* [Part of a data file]

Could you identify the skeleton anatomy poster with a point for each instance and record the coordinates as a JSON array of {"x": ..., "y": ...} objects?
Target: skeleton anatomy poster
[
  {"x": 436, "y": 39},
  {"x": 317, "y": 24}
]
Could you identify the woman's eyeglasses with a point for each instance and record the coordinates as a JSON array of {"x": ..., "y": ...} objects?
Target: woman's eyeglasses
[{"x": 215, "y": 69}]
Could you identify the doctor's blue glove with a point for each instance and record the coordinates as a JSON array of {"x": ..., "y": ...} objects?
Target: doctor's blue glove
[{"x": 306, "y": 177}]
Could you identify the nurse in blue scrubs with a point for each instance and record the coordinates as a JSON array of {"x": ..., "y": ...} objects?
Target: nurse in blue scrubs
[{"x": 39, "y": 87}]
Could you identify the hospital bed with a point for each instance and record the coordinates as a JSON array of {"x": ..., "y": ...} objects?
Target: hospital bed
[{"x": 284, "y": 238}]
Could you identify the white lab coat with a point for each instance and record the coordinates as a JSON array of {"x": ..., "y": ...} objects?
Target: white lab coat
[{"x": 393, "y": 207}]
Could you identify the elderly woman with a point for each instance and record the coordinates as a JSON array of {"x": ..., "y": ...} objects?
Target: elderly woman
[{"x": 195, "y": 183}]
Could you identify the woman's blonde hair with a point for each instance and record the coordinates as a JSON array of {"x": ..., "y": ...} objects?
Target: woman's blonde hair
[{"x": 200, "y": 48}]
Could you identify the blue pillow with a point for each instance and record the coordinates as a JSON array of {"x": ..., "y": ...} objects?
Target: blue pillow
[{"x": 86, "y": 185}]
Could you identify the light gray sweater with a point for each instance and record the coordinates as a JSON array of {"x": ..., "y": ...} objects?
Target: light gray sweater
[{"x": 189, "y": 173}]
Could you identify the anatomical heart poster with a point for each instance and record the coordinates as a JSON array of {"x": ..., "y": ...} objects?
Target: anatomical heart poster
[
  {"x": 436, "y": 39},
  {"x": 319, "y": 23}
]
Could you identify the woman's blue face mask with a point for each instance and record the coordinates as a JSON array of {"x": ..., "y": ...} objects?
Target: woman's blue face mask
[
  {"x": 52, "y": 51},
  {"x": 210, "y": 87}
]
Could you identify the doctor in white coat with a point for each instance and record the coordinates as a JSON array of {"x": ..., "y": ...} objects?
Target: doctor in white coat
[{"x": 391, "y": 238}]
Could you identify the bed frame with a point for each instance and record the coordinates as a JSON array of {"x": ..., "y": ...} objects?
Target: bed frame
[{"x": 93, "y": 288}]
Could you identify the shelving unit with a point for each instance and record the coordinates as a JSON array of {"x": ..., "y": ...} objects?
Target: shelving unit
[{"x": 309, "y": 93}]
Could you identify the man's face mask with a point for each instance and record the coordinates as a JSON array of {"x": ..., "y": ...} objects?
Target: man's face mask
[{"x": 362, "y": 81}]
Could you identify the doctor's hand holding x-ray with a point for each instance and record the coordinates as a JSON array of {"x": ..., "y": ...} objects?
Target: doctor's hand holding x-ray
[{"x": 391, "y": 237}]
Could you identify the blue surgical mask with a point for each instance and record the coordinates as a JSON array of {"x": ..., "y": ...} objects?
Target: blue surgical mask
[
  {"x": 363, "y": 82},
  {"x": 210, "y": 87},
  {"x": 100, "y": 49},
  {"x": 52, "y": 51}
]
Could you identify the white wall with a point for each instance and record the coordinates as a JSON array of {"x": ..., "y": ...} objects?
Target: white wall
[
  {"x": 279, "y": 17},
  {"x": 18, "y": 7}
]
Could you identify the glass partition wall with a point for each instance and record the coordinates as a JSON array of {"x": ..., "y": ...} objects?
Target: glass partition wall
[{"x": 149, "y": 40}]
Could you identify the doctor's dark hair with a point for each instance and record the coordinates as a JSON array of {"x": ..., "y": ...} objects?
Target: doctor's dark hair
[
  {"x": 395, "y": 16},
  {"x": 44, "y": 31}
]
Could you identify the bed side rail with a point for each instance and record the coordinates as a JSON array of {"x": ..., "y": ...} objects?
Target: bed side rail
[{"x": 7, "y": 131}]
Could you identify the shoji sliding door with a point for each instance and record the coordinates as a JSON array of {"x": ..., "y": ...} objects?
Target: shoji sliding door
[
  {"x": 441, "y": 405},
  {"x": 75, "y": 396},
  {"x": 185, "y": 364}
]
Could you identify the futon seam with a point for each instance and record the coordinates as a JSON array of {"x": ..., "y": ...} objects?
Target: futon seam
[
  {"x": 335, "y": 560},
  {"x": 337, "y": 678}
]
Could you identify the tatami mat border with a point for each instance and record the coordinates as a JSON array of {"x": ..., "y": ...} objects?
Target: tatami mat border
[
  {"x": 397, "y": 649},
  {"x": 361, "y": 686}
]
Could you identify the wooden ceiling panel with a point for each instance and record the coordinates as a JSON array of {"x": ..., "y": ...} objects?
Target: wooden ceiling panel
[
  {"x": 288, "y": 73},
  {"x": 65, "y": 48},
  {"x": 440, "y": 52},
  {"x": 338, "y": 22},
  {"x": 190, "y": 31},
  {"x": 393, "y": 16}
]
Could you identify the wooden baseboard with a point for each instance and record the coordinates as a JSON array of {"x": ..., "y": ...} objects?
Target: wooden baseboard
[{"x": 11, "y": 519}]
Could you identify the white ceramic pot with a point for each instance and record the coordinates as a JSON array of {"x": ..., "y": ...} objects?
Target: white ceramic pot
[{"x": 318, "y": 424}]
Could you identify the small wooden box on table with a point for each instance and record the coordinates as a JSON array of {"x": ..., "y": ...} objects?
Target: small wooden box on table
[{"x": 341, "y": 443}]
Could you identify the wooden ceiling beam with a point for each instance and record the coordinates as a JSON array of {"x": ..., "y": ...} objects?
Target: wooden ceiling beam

* [WHAT IS NEEDED]
Could you edit the records above so that every "with a point for each instance" becomes "with one point per instance", leaving everything else unchanged?

* [TASK SOLUTION]
Could you identify the skeleton anatomy poster with one point per instance and record the coordinates as a JSON array of {"x": ..., "y": ...} objects?
Target: skeleton anatomy poster
[
  {"x": 436, "y": 39},
  {"x": 317, "y": 24}
]
Could you identify the woman's eyeglasses with one point per instance and record the coordinates as a JSON array of {"x": ..., "y": ...} objects?
Target: woman's eyeglasses
[{"x": 215, "y": 69}]
Could you identify the doctor's blue glove with one point per instance and record the coordinates as a JSON array of {"x": ..., "y": ...} objects?
Target: doctor's blue glove
[{"x": 306, "y": 177}]
Could you identify the nurse in blue scrubs with one point per instance and record the coordinates as a JSON array of {"x": ..., "y": ...} objects?
Target: nurse in blue scrubs
[{"x": 39, "y": 87}]
Could you identify the hospital bed with one point per instance and record the coordinates as a JSON array of {"x": ..., "y": ...} objects?
Target: hospital bed
[{"x": 284, "y": 238}]
Could you identify the white lab coat with one point per instance and record the coordinates as a JSON array of {"x": ..., "y": ...} objects?
Target: white lab coat
[{"x": 393, "y": 207}]
Could you identify the elderly woman with one point per instance and record the coordinates as a JSON array of {"x": ..., "y": ...} objects?
Target: elderly woman
[{"x": 195, "y": 183}]
Could you identify the woman's blonde hair with one point per instance and record the coordinates as a JSON array of {"x": ..., "y": ...} objects?
Target: woman's blonde hair
[{"x": 200, "y": 48}]
Could you identify the blue pillow with one point per instance and record the coordinates as a JSON array of {"x": ..., "y": ...} objects?
Target: blue pillow
[{"x": 86, "y": 185}]
Could you identify the light gray sweater with one point per instance and record the coordinates as a JSON array of {"x": ..., "y": ...} objects?
Target: light gray sweater
[{"x": 189, "y": 173}]
Could you identify the anatomical heart poster with one point per instance and record the coordinates as a JSON array of {"x": ..., "y": ...} objects?
Target: anatomical heart poster
[
  {"x": 436, "y": 39},
  {"x": 319, "y": 23}
]
Could you identify the woman's blue face mask with one point per instance and record the coordinates as a JSON array of {"x": ..., "y": ...} objects?
Target: woman's blue face mask
[
  {"x": 52, "y": 51},
  {"x": 210, "y": 87}
]
Could you identify the doctor in white coat with one point per instance and record the coordinates as a JSON array of {"x": ..., "y": ...} objects?
Target: doctor in white coat
[{"x": 391, "y": 238}]
Could you identify the bed frame with one point per instance and record the coordinates as a JSON array of {"x": ..., "y": ...} objects?
Target: bed frame
[{"x": 93, "y": 288}]
Could you identify the shelving unit with one point per instance and record the coordinates as a JSON array of {"x": ..., "y": ...} objects?
Target: shelving unit
[{"x": 309, "y": 93}]
Could you identify the man's face mask with one point per instance and record the coordinates as a JSON array of {"x": ..., "y": ...} objects?
Target: man's face mask
[{"x": 362, "y": 81}]
Could you identify the doctor's hand holding x-ray with one point per instance and record the coordinates as a JSON array of {"x": ..., "y": ...} objects?
Target: doctor's hand holding x-ray
[{"x": 391, "y": 237}]
Could you identify the blue surgical mask with one point per instance and record the coordinates as a JSON array of {"x": ..., "y": ...} objects?
Target: blue surgical mask
[
  {"x": 363, "y": 82},
  {"x": 210, "y": 87},
  {"x": 100, "y": 49},
  {"x": 52, "y": 51}
]
Could you identify the white wall with one point per instance and record the coordinates as a JSON array of {"x": ..., "y": ...} objects?
Target: white wall
[
  {"x": 279, "y": 17},
  {"x": 18, "y": 7}
]
Could you identify the glass partition wall with one point per instance and record the coordinates as a JSON array of {"x": ..., "y": ...} objects?
Target: glass partition wall
[{"x": 149, "y": 40}]
Could you identify the doctor's dark hair with one point per instance and record the coordinates as a JSON array of {"x": ..., "y": ...} objects?
Target: doctor's dark hair
[
  {"x": 395, "y": 16},
  {"x": 44, "y": 31}
]
Could you identify the bed side rail with one point per instance and record the coordinates as a JSON array of {"x": ..., "y": ...} objects?
Target: bed side rail
[{"x": 7, "y": 131}]
Could you identify the shoji sliding door with one point per instance and record the coordinates as a JSON array of {"x": ..., "y": ...} objects?
Target: shoji sliding door
[
  {"x": 441, "y": 405},
  {"x": 75, "y": 396},
  {"x": 185, "y": 364}
]
Could you identify the futon seam with one point per instance and record the coordinates as a JSON array of {"x": ..., "y": ...} objects?
Target: futon seam
[
  {"x": 335, "y": 560},
  {"x": 337, "y": 678}
]
Could you identify the tatami mat border with one point per instance and record the coordinates as a JSON array of {"x": ..., "y": ...} objects?
Target: tatami mat border
[
  {"x": 397, "y": 649},
  {"x": 361, "y": 686}
]
Could you identify the wooden ceiling panel with one point per instance and record the coordinates as a JSON array of {"x": ..., "y": ...} objects?
Target: wooden ceiling panel
[
  {"x": 288, "y": 73},
  {"x": 65, "y": 48},
  {"x": 440, "y": 52},
  {"x": 338, "y": 22},
  {"x": 190, "y": 31},
  {"x": 393, "y": 16}
]
Could you identify the wooden baseboard with one point per instance and record the coordinates as a JSON array of {"x": ..., "y": ...} objects?
Target: wooden baseboard
[{"x": 11, "y": 519}]
Could you identify the white ceramic pot with one point per instance and record the coordinates as a JSON array of {"x": ..., "y": ...} objects?
Target: white ceramic pot
[{"x": 318, "y": 424}]
Could you identify the small wooden box on table with one point per instance and record the coordinates as a JSON array of {"x": ..., "y": ...} objects?
Target: small wooden box on table
[{"x": 341, "y": 443}]
Could you identify the wooden ceiling beam with one point per instance and record the coordinates as a JSON array of {"x": ..., "y": ...} objects?
Target: wooden ceiling beam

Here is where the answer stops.